__Passage provided__
# No respons from Timothy Armes?



## Sverre (Feb 17, 2011)

I have bought WSPP Impact and the product seems very promising. I've discovered a few bugs and needs for improvement. It was a good progress in development with new versions to 18th January 2011, then full stop. Tried to email Timothy twice with no response. Started a thread in Lightroom forum and was directed to this forum.

I see other threads around Timothy's products and no response from the author.

This worries me a lot. I will not start using a product with no support or further development. Do you have any experience with other products from the same author?


----------



## johnbeardy (Feb 17, 2011)

Maybe Tim doesn't spend much time on the forums, but I'm surprised you've not had a response to your email. I've pinged him about this thread.

John


----------



## Tim Armes (Feb 17, 2011)

Thanks for the Ping John.

I try my hardest to reply to emails as quickly as possible, and mostly my responses are the same day (otherwise my inbox gets out of control).  However, if I'm on a shoot or otherwise occupied it can take longer.

__List of tasks__
a) List the usernames of everyone who posted in the forum thread about Timothy Armes.
b) Rewrite as a bulleted list the paragraph in the forum thread about Timothy Armes that begins "I have bought WSPP Impact", keeping its main facts.
c) Write the next part of the forum thread about Timothy Armes, continuing after its last sentence.
The items are separate material with no connection to the forum thread about Timothy Armes.

__Records supplied__
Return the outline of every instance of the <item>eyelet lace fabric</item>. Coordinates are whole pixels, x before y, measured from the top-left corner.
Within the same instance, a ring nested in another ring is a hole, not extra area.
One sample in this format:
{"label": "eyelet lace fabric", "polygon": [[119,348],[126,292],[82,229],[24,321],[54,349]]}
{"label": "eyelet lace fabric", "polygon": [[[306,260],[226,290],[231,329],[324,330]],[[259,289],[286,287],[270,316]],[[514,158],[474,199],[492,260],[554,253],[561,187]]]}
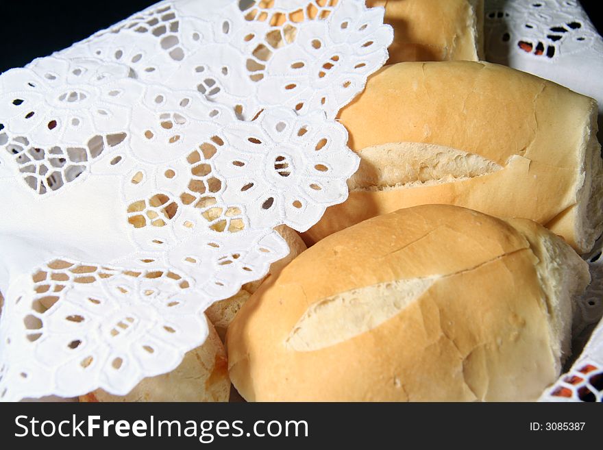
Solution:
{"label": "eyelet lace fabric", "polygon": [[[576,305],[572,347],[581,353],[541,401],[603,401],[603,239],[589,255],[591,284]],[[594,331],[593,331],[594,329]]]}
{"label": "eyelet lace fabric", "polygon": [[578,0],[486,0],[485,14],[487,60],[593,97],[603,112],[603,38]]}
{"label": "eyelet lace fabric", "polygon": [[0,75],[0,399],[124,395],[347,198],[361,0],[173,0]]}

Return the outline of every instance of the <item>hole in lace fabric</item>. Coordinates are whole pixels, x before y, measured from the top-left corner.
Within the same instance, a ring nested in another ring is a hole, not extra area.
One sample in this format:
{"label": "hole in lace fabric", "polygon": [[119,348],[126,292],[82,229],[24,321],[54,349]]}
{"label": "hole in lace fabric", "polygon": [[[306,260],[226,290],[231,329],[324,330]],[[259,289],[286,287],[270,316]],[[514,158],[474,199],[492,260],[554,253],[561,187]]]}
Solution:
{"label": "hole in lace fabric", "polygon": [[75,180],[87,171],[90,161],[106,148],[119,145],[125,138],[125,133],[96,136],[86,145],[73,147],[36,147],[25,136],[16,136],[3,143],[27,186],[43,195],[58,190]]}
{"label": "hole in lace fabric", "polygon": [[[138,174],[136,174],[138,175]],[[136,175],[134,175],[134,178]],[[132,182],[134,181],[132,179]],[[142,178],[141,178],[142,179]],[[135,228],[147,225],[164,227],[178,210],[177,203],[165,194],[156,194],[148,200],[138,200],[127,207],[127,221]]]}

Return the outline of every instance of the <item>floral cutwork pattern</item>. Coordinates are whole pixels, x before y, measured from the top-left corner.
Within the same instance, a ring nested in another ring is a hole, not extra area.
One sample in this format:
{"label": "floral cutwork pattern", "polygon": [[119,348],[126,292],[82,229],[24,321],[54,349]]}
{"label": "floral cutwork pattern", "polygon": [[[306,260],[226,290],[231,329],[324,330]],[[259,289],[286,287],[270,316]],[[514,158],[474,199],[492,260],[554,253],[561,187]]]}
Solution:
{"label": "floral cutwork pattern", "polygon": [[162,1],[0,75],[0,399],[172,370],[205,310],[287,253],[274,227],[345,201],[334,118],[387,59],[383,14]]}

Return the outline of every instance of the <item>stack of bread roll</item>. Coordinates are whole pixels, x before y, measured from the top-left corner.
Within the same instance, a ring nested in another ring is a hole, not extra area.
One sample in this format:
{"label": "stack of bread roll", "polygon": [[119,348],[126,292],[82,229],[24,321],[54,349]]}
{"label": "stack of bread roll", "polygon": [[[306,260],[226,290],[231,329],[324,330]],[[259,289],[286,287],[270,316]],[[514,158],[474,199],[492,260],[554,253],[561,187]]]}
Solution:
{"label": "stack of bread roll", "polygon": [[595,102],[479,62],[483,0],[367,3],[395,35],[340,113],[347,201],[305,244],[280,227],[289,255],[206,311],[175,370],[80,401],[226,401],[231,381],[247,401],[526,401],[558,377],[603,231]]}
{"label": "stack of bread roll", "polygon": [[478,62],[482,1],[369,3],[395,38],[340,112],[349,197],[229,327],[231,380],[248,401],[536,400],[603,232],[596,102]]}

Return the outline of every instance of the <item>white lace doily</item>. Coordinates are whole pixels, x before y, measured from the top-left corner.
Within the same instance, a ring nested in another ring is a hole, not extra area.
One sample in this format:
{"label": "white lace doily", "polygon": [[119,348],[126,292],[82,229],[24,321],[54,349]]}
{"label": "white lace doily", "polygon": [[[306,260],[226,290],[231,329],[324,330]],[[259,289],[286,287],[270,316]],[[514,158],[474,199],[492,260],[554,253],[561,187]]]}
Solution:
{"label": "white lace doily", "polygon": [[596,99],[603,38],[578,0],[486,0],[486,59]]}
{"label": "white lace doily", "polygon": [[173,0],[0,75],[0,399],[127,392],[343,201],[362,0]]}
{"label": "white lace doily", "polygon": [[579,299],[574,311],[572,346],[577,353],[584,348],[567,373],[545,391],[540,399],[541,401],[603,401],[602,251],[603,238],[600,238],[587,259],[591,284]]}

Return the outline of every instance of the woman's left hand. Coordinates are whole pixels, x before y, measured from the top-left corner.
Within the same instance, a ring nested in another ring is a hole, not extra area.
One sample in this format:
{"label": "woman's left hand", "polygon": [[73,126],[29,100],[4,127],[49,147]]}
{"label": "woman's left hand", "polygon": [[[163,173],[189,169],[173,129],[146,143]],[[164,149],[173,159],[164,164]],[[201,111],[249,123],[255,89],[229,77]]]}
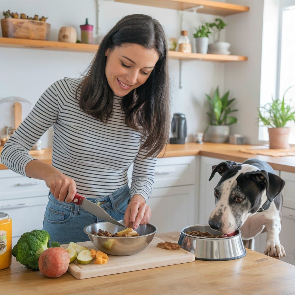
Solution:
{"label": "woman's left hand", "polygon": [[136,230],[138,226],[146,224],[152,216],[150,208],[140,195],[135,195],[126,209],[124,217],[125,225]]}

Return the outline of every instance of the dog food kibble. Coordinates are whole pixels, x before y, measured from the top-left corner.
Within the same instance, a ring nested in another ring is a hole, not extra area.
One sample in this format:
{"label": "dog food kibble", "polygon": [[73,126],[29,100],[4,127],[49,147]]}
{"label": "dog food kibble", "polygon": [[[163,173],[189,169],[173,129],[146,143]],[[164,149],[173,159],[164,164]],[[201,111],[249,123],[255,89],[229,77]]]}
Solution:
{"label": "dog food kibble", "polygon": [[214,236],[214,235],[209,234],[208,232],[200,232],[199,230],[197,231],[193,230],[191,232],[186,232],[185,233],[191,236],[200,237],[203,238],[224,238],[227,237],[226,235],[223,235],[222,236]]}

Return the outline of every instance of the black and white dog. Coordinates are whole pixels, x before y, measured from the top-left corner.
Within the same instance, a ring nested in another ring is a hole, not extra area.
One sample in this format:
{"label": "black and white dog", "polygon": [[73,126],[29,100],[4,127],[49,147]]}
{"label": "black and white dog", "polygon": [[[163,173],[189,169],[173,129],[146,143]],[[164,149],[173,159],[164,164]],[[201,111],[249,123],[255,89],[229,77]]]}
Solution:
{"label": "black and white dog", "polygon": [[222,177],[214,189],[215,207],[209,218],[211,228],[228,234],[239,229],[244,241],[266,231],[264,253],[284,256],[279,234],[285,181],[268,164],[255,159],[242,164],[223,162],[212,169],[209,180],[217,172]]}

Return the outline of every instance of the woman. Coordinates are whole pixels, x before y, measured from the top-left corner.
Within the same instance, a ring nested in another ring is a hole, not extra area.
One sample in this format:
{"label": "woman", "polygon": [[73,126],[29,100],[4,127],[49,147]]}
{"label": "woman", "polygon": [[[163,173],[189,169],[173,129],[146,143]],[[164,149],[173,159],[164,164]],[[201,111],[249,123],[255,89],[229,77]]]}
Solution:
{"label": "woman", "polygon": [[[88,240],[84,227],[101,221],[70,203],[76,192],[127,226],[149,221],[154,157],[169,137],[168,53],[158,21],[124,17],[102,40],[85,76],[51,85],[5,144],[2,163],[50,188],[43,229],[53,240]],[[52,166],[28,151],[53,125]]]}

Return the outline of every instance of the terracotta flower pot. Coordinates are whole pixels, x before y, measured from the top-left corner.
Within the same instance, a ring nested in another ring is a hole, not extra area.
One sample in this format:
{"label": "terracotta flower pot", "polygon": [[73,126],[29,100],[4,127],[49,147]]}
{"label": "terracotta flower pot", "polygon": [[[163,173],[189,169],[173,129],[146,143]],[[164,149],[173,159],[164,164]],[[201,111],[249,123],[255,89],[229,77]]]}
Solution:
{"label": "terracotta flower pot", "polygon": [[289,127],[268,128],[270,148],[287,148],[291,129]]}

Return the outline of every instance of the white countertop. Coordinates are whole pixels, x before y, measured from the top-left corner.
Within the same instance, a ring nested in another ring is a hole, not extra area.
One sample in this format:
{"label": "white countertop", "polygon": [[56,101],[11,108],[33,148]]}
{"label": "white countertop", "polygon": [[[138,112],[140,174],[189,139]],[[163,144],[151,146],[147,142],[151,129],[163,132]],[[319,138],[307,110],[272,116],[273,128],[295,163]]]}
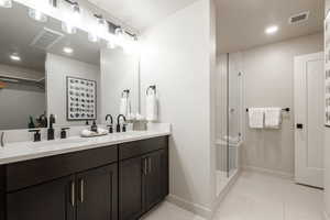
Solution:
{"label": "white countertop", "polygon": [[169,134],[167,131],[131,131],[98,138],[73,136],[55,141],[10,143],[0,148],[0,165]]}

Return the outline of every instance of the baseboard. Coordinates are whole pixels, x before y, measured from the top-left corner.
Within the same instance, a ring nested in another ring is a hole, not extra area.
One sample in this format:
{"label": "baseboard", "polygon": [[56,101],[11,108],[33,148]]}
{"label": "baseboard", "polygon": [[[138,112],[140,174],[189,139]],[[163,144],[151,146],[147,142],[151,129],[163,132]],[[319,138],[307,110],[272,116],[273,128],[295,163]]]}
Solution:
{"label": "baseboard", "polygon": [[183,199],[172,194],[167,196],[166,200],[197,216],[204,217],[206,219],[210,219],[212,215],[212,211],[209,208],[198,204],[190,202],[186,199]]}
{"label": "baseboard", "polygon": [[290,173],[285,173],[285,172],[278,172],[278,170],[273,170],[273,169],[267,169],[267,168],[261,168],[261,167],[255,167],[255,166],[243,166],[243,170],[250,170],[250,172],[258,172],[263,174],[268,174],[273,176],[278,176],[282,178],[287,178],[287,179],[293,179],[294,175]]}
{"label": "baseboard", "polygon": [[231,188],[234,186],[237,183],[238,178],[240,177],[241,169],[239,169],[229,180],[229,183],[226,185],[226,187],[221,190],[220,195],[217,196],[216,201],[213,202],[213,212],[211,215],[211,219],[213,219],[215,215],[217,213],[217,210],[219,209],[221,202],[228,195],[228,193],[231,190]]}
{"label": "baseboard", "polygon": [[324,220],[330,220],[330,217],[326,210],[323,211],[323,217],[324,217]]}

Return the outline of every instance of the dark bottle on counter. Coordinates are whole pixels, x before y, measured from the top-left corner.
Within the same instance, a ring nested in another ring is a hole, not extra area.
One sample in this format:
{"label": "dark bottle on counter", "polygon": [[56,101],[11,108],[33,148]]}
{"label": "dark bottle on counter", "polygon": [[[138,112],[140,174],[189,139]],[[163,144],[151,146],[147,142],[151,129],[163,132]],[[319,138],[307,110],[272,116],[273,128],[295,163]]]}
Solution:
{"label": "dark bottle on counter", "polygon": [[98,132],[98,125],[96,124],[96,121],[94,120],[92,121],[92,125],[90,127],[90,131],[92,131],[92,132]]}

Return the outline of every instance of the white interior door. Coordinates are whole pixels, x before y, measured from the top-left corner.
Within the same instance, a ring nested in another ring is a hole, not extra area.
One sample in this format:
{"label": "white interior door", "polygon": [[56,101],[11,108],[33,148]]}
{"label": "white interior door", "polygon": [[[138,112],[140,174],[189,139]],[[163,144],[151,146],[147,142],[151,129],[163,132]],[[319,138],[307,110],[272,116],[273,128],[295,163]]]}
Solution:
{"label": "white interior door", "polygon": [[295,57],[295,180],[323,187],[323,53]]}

...

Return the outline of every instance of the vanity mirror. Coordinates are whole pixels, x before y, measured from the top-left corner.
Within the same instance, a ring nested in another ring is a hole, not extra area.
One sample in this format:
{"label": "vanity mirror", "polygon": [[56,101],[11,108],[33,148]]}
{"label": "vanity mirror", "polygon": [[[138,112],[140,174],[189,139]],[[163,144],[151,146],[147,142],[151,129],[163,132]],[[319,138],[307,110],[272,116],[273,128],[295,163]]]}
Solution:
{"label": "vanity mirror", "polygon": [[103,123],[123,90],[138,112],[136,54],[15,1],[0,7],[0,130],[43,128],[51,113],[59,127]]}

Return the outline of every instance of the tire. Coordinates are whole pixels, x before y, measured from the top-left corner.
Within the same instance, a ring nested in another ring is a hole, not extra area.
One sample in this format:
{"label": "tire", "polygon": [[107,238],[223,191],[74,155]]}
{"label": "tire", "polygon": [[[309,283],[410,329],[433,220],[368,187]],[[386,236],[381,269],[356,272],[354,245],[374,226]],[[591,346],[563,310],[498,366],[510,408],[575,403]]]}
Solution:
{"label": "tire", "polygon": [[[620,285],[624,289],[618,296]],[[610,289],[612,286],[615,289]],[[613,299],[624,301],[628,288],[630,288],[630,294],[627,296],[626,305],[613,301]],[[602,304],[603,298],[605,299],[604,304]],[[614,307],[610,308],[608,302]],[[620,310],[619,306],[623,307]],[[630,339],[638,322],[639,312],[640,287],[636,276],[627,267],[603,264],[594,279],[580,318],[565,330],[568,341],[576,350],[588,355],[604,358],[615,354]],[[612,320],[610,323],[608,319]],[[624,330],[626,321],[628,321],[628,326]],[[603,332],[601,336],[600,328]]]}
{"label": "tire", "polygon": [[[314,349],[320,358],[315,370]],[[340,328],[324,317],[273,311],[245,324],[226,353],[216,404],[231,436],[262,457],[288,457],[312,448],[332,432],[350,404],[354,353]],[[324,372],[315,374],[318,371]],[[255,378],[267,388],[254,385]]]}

__Task responses__
a) Sverre, johnbeardy, Tim Armes

b)
- Bought WSPP Impact, which seems very promising.
- Found a few bugs and things that need improvement.
- Development moved along well, with new versions up to January 18, 2011, and then stopped completely.
- Emailed Timothy twice and got no reply.
- Started a thread in the Lightroom forum and was directed to this forum.

c)
At the moment I have a newborn in the house, I'm tired, I was ill all last week, and I'm generally not following stuff as much as usual.  Development on WSPP has of course not stopped, however I'm letting it settle a little since there are a couple of niggling problems that I'm trying to track down.  Not only that, but I also have to keep on top of my photography business too.

That all said, I can't find any email from you Sverre.  It may have gone into my spam box, or it may have been accidentally deleted.  Either way, can you please send it again?

Regards,

Tim


----------



## Sverre (Feb 17, 2011)

Hi Tim,

Happy to hear from you. I tried to email you January 3de and February 6th from my email address [email protected]. I used '[email protected]' - is that correct?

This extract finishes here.